Data entries
>>>
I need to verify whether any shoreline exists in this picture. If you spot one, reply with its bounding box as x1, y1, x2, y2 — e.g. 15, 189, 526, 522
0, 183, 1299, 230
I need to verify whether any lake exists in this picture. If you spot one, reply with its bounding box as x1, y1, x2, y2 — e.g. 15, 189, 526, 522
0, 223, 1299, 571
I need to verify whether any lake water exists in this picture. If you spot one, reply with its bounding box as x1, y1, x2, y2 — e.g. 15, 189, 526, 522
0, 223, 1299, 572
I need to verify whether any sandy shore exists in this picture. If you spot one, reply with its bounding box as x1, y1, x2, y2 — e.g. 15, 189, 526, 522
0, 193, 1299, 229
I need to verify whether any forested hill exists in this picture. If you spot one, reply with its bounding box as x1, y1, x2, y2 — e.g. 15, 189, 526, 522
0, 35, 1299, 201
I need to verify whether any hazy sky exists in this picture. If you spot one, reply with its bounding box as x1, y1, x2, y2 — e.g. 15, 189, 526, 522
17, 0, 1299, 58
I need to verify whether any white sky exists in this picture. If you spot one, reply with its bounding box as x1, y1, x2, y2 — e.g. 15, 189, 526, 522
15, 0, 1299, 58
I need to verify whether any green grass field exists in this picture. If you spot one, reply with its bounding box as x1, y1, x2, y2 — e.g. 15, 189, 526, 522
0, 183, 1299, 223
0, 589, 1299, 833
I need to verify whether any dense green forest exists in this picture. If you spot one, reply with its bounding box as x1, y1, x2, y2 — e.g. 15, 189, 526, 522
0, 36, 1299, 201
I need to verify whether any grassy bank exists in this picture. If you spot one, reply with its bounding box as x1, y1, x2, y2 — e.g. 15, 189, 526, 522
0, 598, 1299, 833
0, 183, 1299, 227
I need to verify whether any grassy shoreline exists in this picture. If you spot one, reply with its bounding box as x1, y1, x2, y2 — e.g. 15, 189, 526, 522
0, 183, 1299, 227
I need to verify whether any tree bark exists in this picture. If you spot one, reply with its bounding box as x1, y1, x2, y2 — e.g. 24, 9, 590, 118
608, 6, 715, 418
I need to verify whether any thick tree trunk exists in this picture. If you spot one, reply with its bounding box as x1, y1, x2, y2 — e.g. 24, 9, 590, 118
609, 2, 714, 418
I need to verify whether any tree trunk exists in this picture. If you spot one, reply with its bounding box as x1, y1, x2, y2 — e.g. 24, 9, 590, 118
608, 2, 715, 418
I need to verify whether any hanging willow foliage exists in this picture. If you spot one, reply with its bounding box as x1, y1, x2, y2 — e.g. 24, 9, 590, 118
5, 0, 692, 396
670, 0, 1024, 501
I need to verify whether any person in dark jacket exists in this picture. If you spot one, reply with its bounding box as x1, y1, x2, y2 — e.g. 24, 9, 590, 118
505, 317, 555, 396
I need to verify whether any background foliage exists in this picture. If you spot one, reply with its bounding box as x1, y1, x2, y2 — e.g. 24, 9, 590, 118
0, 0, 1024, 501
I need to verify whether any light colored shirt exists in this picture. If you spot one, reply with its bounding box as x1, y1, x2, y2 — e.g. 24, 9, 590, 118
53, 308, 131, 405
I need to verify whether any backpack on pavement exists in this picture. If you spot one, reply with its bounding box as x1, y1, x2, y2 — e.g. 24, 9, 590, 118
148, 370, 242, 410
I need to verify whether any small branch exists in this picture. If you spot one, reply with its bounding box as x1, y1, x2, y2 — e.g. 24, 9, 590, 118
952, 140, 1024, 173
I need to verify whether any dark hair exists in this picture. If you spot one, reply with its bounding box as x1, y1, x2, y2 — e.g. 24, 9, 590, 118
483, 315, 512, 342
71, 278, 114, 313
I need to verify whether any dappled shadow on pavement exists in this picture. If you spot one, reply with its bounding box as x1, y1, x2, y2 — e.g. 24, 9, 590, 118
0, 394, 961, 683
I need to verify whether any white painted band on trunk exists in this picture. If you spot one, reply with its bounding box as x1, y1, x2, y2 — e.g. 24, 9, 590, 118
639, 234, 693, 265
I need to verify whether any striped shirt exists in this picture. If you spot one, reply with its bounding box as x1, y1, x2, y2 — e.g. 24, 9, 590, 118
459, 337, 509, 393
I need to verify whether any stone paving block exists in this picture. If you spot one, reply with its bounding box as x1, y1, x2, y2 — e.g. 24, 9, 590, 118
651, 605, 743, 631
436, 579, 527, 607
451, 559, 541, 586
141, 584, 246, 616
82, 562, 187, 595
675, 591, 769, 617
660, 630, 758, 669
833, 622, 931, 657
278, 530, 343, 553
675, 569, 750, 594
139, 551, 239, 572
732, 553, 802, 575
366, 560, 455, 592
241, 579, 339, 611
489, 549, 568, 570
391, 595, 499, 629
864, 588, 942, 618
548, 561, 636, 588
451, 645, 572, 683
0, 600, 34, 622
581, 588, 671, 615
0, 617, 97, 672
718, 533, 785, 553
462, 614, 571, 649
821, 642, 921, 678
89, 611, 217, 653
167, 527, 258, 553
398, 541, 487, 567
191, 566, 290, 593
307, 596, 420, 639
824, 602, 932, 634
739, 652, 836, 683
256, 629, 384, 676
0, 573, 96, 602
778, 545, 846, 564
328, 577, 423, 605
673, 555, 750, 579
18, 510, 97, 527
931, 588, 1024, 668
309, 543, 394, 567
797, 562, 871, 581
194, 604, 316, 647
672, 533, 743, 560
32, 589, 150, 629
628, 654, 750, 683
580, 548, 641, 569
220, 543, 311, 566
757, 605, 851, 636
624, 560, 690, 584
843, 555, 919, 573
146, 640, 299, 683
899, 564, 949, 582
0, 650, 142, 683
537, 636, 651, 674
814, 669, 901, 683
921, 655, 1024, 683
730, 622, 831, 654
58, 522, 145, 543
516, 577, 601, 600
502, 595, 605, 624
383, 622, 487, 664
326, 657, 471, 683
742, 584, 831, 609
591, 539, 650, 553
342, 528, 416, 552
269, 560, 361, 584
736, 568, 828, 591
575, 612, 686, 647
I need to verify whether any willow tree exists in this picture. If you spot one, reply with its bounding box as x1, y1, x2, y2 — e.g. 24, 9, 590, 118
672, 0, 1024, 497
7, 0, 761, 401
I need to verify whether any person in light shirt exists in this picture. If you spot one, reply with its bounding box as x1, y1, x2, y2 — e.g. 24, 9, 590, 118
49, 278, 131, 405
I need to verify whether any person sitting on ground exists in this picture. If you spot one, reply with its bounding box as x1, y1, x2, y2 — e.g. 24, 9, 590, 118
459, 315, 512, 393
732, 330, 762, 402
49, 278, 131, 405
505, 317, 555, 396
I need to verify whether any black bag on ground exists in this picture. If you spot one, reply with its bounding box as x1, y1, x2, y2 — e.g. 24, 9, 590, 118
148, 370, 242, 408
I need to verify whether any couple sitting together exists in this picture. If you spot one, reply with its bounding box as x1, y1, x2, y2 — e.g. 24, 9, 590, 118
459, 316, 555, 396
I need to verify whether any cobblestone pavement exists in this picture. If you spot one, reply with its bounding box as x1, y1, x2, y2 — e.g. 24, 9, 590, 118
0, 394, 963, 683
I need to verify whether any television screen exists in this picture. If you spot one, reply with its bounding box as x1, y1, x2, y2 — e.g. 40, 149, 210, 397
<<<
What you should do:
Reproduce the records starting at the line that contains "I need to verify whether any sandy" and ending at the line that contains "670, 0, 1024, 501", with both of those lines included. Keep the requests and their sample values unchanged, and increase every bounding box coordinate in the answers by 123.

Task result:
I need to verify whether any sandy shore exists in this picture. If you spot one, reply with its bounding box as x1, y1, x2, y2 — e.g. 15, 189, 526, 522
123, 316, 1422, 352
I need to verify whether any forested hill exists in this picture. If you spot one, reply with its bounding box as x1, y1, x2, y2 — e.g. 15, 189, 526, 522
123, 158, 1422, 324
I need to verify whether any hazy sky exists in this picture. If you spot one, reply with its bounding box as x1, y1, x2, y2 — e.g. 15, 189, 526, 522
140, 123, 1422, 181
I need to verify whether any white sky exists in this picture. If you spot one, reply with its bounding box as x1, y1, x2, y2 — e.g. 15, 189, 526, 522
138, 123, 1422, 181
I need to verify whether any green grass field exists in this picture. If you spot one, reply with its bounding box as x1, y1, x2, y2 — e.g. 15, 189, 526, 522
123, 306, 1422, 346
123, 712, 1422, 956
I need to verify whether any dense green forest exists in this picture. If you spot one, reply with its bounding box as x1, y1, x2, y2 — e.g. 15, 189, 526, 522
123, 159, 1422, 324
I need to verify whether any grassy bank exists in this picture. If you spot one, reply with its bounding box as x1, y1, x2, y2 — e.g. 15, 189, 526, 522
123, 721, 1422, 956
123, 306, 1422, 350
I need to verify whether any grassy shoreline exists in this picture. If you spot one, reply with its bounding box as x1, y1, x2, y2 — e.g. 15, 189, 526, 522
123, 306, 1422, 350
I need to verify whether any tree bark exists in this picture. If you spot one, reply with its bounding box as x1, y1, x2, y2 — e.g. 24, 9, 590, 118
731, 129, 838, 541
I need to verify whether any thick tree trunk exists in this picture. If you spot one, reply with its bounding box as x1, y1, x2, y2 — e.g. 24, 9, 590, 118
732, 125, 837, 541
I need to verify whether any tree trunk exists in this picture. If you spot one, reply with its bounding box as x1, y1, x2, y2 — e.g. 24, 9, 590, 118
731, 125, 838, 541
I need to verify whether any hanging willow foliage exists in this picture. If you spot one, reply with its bounding box as x1, y1, x2, y2 — e.g. 24, 9, 590, 118
128, 123, 815, 519
793, 123, 1147, 624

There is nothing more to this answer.